*Trecho fornecido*.
===============

Conclusão: enquanto os pró-vida não usarem a mesma linguagem e os mesmos argumentos, não conseguirão ir muito longe. Os abortistas, zombando deles, dirão: “esses homens começaram a construir e não puderam acabar” (cf. Lc 14,30).

Anápolis, 8 de setembro de 2011

Pe. Luiz Carlos Lodi da Cruz

Presidente do Pró-Vida de Anápolis



[1] ou “desserviços”.

[2] Cf. CRUZ, Pe. Luiz Carlos Lodi da. Aborto na rede hospitalar pública: o Estado financiando o crime. Anápolis: Múltipla, 2007.

[3] Eis alguns artigos do Pacto de São José da Costa Rica, que asseguram o reconhecimento da personalidade do nascituro:

Art. 1º, n. 2. Para os efeitos desta Convenção, pessoa é todo ser humano.

Art. 3º. Toda pessoa tem direito ao reconhecimento de sua personalidade jurídica.

===============

*Informações fornecidas*.
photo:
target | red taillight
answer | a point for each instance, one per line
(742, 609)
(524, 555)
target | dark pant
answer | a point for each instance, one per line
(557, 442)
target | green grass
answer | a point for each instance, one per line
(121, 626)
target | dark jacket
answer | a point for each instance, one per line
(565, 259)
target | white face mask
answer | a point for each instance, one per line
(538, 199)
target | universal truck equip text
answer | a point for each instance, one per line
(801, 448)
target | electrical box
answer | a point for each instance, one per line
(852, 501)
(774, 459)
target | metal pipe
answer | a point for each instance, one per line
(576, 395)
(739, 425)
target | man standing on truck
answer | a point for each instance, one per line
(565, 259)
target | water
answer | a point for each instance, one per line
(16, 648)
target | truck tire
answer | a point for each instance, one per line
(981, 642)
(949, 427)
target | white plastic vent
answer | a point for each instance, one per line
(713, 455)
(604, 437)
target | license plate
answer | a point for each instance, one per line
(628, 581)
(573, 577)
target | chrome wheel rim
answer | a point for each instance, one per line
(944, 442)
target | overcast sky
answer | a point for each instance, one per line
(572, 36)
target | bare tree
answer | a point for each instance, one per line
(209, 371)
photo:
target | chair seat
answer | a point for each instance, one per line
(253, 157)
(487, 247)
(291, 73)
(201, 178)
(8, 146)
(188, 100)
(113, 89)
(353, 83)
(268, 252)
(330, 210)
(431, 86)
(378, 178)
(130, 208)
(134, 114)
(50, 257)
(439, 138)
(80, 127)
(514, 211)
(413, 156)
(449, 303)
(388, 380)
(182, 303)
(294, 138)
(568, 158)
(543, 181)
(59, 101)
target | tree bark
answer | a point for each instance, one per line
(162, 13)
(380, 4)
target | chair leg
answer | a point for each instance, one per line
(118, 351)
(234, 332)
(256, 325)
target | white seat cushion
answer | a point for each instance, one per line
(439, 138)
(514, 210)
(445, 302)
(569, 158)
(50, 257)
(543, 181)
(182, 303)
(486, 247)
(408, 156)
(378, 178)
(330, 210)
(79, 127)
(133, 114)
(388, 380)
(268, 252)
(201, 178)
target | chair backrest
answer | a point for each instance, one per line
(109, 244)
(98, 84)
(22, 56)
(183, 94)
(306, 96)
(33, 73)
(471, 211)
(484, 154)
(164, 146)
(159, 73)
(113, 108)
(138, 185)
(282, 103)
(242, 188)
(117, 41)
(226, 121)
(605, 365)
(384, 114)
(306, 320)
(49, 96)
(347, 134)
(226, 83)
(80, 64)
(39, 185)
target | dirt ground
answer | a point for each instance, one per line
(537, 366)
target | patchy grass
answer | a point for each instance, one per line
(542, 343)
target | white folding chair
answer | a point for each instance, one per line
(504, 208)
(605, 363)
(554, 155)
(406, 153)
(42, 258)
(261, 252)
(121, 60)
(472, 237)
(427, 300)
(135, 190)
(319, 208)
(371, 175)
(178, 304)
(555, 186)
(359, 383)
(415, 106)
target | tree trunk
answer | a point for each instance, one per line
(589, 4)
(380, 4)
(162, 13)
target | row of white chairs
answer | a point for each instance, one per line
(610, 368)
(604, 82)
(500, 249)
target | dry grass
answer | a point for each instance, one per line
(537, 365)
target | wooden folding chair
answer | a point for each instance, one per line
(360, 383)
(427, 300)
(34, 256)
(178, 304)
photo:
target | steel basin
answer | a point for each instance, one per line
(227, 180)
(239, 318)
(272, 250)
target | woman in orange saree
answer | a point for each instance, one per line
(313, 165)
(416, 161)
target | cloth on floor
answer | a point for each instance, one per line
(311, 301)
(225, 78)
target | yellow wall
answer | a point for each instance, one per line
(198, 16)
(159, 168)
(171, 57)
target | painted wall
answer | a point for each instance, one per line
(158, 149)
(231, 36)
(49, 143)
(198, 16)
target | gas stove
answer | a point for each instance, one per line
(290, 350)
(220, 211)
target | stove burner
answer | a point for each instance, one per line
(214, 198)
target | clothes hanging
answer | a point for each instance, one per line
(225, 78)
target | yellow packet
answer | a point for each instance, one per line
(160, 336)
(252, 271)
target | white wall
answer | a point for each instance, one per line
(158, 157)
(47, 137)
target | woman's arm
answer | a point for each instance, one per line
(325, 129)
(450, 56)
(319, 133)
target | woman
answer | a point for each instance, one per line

===============

*Problemas a resolver*.
1: Responda com base no trecho sobre o movimento pró-vida:
(a) Em que cidade e em que data o trecho foi assinado?
(b) Que cargo ocupa quem o assina?
(c) De acordo com o artigo 1º, n. 2, do Pacto de São José da Costa Rica citado no trecho, quem é pessoa?
2: Escreva a continuação do trecho sobre o movimento pró-vida a partir do ponto em que ele termina.
A listagem pode ser desconsiderada.

*Respostas em ordem*.
1:
(a) Em Anápolis, em 8 de setembro de 2011.
(b) Presidente do Pró-Vida de Anápolis.
(c) Todo ser humano.

2:
Art. 4º, n. 1. Toda pessoa tem o direito de que se respeite sua vida. Esse direito deve ser protegido pela lei e, em geral, desde o momento da concepção. Ninguém pode ser privado da vida arbitrariamente.

[4] Recurso Extraordinário 349703/RS, acórdão publicado em 05/06/2009.

[5] Subscrita por ele e pelo novo Procurador Geral da República Antonio Fernando Barros e Silva de Souza.

[6] ADI 3510, Novo Parecer da Procuradoria Geral da República, 14 nov. 2005, p. 2.